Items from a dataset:

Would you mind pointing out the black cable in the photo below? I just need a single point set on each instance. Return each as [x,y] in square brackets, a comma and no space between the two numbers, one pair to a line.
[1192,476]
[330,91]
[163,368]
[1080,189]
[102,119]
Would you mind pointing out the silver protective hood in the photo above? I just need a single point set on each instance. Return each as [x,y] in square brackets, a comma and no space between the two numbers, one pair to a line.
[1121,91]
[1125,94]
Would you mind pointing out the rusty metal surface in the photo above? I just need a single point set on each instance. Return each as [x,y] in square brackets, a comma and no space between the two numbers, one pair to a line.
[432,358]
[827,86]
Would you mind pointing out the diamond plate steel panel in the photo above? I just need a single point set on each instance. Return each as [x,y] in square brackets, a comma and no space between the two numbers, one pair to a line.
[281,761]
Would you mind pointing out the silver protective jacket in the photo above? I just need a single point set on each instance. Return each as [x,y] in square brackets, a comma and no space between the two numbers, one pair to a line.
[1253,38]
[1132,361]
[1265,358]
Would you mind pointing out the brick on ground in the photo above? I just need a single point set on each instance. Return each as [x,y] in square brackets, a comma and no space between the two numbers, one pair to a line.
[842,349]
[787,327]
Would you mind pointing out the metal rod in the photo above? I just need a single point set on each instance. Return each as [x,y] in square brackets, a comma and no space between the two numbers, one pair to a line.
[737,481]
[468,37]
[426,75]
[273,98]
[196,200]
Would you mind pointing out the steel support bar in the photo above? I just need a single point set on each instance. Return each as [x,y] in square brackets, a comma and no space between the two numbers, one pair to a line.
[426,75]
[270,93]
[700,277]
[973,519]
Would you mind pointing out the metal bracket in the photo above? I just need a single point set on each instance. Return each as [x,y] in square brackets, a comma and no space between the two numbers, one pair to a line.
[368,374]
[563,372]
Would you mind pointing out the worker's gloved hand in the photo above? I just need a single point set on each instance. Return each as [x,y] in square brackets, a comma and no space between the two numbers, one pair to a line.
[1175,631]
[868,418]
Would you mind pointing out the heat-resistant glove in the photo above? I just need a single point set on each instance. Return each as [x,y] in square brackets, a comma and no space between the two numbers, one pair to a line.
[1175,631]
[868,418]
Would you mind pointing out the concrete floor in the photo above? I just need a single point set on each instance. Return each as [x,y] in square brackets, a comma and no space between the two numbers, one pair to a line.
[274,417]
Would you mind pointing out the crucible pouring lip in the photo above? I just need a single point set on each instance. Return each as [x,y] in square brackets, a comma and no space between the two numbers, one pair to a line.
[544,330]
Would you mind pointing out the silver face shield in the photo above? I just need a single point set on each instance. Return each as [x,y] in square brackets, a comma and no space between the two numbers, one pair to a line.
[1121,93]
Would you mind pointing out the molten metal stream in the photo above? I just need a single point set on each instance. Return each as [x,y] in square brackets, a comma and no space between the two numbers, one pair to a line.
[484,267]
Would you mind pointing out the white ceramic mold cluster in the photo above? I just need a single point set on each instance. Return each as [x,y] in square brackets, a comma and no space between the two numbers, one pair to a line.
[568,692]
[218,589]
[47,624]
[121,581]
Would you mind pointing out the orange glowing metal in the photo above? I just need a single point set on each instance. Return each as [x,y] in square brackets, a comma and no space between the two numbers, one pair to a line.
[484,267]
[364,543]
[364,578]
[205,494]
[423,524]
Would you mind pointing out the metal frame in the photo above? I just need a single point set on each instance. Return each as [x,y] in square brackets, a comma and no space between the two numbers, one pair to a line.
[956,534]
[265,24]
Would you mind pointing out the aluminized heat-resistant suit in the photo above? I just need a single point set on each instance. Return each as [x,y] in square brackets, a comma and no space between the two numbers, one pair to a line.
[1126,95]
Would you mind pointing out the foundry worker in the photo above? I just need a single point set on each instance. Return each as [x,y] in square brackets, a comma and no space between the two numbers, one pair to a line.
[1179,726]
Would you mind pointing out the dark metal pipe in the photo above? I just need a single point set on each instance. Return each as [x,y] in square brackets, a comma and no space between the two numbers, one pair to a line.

What needs to be done: Could I ask you to return the records exactly and in full?

Task result:
Would you mind pointing out the black cable in the photo below? I just need a single point set on each instance. Return each as [x,y] in square brackets, a comma and no space between the two numbers, one pair to a line.
[1192,476]
[330,91]
[163,368]
[1080,189]
[102,119]
Would you mind pointing out the silver protective hood in the photo above? I just need a single point set on each instance. Return each as [x,y] in square brackets, a comma and no space between the two numbers, one pair to a line.
[1121,91]
[1125,94]
Would you mind pointing out the rusty metal surface in the photo above? I just need a single point set on each instance. Return each as [x,y] in square brackets, a comma and no space between the two numbers, one pair to a line.
[432,358]
[827,86]
Would you mind pointing out the diamond plate steel panel in the photo above? I just need a single point set on each instance. Return each as [x,y] in square brackets, a comma and no space between the two numbers, one pair to a line.
[281,761]
Would you mind pointing out the silver protective jacket in the photo above? I just need a single point set on each instance. Return each as [x,y] in square brackets, a comma and no space between the two numbers, one pair to a line.
[1253,38]
[1132,361]
[1265,358]
Would you mind pointing out the brick on ground in the photo above? I just need a single point set on each instance. Return each as [x,y] in square brackets, a comma and no space between the two numbers, one pair to a line.
[842,349]
[787,327]
Would you mind pointing out the metal rod in the photo above? I just need a single point set on each instance. Return each as [x,y] in square brackets, a comma and no space between the two numbers, one pair to a line.
[737,481]
[468,37]
[426,75]
[273,98]
[196,200]
Would you mind pointing out the steel support bar in the photo above? I just need a single point set on each instance. Return each as [x,y] in square brackets, a comma and no space between the two numbers, one pair to a line.
[426,75]
[270,93]
[700,277]
[973,519]
Would you mind pointing out the metal bracket in the photo above? I just need a single point set on each instance. Return each as [x,y] in square brackets, a comma and no space between the two numbers, one pair to a line.
[368,374]
[563,372]
Would you mind pointing out the worker's gloved hand in the photo above? I just need a single point set on each instance. Return each as [x,y] in square brackets, a comma and no space between the two numbers, one pair to a line.
[1175,631]
[868,418]
Would you mind pointing out the heat-resistant glove in the photo above? I just need a single point set on each instance. Return each as [x,y] in square brackets, a comma and no space between the two numbers, one pair to a line.
[1175,631]
[868,418]
Would you mind pointing out the concrete floor in the photo above? I just need a single point set on each instance. Return each as [x,y] in square brackets, a comma and no space between the two numbers, one pair to a line.
[274,417]
Would you mind pointing out the crucible pouring lip in the photo above? I just need a single point set on each instance. Return each as [x,y] in square brackets, a comma and no space between the two numbers, one pair to a line.
[544,330]
Would you mind pointing out the silver face shield in the photo above? I just need a single point set on each instance. Return each as [x,y] in square brackets, a comma and no space between the two numbers, one pair to a line.
[1121,93]
Would you mind pointing out the molten metal stream in the photo above? I just need a single point set on each instance. Return each as [x,y] in square brackets, a comma and no space between the two numbers, one pair to a line.
[484,267]
Would you mind pointing out the white ceramic mold cluster in the photo above? I just need a single point set on each instance. Return each as [x,y] in square brackets, a comma and no space between the two numbers, one pair to a line.
[568,692]
[218,589]
[47,624]
[121,581]
Would you mind pointing out the orange glowing metal in the photo above? I just need a single point set on each instance. Return each as [x,y] in square brackets, a comma and no space between the two numbers, one pair to a line.
[484,267]
[364,543]
[364,578]
[205,494]
[423,524]
Would you mind pointing out the metal frame in the photo above? I just need a single point set on each instance. Return each as [x,y] in square brackets, a comma and no space between the two numbers, one pair to a line.
[956,534]
[265,24]
Would you mind pointing out the aluminized heat-resistant suit in the photo above? I just need a single point set on each instance. Return each as [x,y] in square brackets, a comma and no space between the two numbers, one pair to a line.
[1126,95]
Would you mind pointing out the foundry worker in the photo above? I just need a single point set on each instance. Return each as [x,y] in square brackets, a comma and no space between the two numbers, one pair to a line.
[1179,726]
Would you mind pointing out the dark metal pipe in the photo above? I just need a single point set on each instance. Return each as [x,y] in square brackets, a comma and no space between the two numbers, one pair to a line.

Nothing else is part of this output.